## DATA SUPPLIED:
________

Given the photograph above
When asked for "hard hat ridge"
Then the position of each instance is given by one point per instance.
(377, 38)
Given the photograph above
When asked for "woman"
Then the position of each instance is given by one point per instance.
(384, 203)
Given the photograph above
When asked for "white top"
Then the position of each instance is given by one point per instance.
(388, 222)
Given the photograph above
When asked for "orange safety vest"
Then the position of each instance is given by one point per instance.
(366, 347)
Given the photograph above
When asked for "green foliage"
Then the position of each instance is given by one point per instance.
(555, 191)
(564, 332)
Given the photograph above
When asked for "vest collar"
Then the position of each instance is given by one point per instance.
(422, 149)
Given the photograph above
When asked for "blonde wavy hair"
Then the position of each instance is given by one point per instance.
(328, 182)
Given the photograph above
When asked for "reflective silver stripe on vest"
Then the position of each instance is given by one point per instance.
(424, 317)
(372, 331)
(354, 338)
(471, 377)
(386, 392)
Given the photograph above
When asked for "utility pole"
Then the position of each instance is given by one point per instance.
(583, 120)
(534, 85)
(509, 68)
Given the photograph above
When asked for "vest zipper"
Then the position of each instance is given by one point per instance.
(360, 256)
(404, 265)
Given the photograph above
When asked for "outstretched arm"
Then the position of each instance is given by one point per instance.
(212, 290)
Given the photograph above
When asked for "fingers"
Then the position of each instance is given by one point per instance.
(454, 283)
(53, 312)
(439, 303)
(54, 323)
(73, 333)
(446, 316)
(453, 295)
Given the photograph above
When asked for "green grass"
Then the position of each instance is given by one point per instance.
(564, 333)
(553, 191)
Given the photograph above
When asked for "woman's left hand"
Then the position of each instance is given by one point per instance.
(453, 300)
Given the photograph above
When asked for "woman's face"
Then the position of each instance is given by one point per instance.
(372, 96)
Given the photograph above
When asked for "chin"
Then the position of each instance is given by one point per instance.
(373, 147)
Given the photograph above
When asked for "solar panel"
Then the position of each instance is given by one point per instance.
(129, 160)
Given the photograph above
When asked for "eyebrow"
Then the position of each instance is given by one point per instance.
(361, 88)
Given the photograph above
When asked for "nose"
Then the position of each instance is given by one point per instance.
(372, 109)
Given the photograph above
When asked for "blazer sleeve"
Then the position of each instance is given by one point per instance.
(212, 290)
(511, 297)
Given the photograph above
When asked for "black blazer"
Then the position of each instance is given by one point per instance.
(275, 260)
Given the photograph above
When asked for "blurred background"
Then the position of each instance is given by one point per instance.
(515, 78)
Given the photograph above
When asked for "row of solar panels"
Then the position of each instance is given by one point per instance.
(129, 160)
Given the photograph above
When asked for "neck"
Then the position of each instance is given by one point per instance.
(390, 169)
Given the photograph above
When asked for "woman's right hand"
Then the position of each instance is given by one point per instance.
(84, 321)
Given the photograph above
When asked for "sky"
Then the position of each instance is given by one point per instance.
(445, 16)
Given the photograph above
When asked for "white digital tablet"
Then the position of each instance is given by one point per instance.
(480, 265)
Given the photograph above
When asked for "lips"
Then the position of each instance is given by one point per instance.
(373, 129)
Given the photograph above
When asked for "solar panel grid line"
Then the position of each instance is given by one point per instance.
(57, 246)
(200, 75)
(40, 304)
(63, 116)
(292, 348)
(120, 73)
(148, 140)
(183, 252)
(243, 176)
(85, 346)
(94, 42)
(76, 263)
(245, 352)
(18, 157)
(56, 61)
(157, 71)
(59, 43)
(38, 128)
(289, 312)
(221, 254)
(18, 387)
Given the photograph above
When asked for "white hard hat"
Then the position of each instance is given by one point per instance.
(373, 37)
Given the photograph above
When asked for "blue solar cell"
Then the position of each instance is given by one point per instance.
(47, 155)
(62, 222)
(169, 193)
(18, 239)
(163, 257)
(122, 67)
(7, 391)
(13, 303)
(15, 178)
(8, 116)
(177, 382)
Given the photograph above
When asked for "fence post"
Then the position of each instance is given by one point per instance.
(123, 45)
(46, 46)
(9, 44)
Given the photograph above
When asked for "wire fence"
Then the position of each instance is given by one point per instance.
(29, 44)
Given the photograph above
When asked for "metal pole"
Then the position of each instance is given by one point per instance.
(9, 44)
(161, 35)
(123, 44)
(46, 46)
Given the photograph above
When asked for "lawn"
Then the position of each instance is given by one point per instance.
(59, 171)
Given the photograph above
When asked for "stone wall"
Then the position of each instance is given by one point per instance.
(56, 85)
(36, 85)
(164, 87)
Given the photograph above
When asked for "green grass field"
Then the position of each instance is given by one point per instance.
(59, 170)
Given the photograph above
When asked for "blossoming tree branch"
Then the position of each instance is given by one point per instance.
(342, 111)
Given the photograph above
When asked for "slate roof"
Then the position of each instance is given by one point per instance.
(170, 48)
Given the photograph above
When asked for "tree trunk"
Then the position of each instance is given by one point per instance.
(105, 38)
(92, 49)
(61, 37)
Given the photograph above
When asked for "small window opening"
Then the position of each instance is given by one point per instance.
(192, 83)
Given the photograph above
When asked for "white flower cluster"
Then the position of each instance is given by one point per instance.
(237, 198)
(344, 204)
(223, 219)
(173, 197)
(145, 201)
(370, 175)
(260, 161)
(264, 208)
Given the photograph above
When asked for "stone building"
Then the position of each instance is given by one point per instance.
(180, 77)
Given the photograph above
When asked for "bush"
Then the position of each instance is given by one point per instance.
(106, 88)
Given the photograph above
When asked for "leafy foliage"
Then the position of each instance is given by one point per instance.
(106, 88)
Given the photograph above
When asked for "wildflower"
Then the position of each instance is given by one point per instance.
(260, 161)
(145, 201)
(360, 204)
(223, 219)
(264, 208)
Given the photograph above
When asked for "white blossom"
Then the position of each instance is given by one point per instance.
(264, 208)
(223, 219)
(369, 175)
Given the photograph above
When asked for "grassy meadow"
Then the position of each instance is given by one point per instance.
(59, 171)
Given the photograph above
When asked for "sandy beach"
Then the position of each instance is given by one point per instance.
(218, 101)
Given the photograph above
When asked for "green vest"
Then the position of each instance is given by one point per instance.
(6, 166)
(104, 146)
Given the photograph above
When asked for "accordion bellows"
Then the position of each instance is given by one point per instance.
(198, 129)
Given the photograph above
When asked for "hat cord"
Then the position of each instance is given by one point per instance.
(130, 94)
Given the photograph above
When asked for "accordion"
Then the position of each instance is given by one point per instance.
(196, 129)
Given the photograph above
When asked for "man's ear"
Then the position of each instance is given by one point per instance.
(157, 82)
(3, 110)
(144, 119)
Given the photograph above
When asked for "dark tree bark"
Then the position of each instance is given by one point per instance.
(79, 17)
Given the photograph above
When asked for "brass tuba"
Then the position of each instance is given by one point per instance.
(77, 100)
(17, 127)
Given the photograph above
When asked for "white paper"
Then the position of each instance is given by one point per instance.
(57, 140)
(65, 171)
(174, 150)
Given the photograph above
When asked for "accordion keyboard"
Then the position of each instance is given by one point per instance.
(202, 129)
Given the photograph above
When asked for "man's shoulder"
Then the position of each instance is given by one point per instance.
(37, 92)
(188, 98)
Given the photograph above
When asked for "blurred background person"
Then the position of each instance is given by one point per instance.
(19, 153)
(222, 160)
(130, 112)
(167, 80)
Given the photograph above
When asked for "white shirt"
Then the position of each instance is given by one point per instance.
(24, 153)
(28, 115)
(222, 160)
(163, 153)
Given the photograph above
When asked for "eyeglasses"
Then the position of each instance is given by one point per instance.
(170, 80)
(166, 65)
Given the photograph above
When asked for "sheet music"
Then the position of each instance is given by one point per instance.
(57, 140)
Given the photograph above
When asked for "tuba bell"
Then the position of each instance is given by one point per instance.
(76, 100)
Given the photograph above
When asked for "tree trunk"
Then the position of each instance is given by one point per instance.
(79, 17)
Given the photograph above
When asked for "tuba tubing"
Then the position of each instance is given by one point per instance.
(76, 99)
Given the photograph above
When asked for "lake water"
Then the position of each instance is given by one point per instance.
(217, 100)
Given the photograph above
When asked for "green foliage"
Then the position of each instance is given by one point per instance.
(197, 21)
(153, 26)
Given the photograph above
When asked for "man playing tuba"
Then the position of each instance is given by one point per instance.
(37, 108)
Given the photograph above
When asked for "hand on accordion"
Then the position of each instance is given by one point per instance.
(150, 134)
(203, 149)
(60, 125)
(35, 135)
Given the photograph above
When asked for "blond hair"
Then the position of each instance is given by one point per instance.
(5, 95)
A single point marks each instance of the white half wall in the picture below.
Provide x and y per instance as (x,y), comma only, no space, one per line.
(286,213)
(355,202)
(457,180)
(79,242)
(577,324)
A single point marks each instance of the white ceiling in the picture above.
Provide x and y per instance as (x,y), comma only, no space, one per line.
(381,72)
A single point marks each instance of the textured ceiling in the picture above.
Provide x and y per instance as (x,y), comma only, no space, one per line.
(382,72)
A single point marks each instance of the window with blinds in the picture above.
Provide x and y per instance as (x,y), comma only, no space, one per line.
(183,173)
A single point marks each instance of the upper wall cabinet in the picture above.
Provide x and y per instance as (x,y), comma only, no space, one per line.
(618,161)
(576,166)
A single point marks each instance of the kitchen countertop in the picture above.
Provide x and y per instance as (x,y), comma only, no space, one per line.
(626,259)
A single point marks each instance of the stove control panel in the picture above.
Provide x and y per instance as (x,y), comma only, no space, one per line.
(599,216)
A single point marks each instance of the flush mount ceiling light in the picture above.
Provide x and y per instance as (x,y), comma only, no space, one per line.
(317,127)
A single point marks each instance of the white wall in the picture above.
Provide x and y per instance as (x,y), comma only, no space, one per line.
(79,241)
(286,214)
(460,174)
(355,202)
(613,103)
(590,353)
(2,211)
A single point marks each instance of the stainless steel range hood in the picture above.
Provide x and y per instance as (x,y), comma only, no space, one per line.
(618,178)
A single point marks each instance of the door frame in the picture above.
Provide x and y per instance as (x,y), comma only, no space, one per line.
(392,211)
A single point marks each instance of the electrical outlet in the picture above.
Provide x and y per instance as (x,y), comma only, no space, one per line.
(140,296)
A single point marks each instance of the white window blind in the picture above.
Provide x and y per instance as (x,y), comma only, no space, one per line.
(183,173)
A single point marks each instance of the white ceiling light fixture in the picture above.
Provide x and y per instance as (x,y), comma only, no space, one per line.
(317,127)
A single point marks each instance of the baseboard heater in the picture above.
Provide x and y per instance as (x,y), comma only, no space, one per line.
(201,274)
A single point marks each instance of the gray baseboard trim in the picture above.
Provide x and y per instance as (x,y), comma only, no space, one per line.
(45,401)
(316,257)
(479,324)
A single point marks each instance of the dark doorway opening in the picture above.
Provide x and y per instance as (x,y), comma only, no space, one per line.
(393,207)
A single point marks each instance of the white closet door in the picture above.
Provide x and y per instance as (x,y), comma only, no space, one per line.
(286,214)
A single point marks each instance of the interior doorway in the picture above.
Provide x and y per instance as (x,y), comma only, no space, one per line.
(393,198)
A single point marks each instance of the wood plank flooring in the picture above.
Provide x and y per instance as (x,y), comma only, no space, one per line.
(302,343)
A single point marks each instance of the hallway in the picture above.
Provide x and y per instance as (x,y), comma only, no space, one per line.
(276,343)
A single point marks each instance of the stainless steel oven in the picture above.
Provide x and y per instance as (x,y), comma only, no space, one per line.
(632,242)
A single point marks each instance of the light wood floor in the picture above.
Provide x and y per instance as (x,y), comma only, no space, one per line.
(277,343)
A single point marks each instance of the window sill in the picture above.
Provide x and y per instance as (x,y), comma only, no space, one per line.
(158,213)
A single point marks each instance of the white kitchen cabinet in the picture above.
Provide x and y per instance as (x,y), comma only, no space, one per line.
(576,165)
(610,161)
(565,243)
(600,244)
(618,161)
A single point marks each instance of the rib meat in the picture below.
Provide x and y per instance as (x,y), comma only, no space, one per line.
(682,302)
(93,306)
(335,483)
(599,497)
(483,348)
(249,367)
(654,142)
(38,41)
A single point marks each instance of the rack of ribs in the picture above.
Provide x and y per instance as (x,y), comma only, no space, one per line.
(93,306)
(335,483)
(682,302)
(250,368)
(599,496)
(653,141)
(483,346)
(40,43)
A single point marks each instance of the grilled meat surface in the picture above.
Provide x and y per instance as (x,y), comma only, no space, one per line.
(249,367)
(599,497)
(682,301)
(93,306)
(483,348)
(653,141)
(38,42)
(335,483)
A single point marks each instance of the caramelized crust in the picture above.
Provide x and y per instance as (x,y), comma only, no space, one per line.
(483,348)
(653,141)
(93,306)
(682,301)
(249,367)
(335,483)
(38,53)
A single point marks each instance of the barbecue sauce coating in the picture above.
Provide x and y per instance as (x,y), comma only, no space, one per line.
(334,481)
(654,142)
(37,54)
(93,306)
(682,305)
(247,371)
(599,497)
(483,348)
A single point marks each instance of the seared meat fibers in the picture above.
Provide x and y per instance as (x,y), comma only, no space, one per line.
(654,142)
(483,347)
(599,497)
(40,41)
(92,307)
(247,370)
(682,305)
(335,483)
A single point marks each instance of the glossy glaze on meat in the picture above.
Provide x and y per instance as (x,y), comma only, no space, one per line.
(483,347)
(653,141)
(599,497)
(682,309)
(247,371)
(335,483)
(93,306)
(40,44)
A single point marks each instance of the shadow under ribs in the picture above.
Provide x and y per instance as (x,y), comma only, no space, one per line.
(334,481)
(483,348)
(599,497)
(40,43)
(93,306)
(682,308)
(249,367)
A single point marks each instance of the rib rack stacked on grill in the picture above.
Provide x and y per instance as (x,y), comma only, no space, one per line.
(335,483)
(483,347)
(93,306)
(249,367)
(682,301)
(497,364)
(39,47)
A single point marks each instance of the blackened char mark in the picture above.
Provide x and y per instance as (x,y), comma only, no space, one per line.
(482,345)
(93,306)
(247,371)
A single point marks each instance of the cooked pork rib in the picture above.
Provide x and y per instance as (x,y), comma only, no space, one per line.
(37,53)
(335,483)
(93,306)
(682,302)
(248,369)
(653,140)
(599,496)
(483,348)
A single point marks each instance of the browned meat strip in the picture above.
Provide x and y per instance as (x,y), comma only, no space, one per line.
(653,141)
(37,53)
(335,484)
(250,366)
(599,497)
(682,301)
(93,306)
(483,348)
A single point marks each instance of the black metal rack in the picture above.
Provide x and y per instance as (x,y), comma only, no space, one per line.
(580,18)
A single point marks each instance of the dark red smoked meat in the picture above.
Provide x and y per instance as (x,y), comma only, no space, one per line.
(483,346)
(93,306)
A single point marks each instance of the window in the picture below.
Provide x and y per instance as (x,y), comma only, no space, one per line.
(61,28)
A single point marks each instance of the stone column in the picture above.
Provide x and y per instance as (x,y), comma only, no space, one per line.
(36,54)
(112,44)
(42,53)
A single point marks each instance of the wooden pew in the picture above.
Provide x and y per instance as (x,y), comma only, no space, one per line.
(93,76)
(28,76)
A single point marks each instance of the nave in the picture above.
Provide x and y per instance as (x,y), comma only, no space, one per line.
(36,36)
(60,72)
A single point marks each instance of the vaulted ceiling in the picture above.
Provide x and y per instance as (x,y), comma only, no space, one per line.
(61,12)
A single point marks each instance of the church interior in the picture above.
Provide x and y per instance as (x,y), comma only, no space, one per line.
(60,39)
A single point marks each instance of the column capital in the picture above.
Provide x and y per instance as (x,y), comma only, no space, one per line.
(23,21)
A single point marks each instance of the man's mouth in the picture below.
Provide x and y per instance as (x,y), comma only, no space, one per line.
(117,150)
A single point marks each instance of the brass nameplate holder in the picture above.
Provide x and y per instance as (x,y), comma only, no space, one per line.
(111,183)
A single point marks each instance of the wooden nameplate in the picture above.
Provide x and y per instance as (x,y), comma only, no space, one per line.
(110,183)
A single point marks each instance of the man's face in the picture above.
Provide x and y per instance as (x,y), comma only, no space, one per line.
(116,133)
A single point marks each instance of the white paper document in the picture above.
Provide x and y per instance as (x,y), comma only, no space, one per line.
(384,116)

________

## DESCRIPTION OF THE TASK:
Look for the string "kitchen" in the listing above and copy every line holding it.

## RESULT OF THE TASK:
A single point marks each instance of the kitchen countertop in the picture above.
A single point marks each instance of the white kitchen cabinet in the picture above.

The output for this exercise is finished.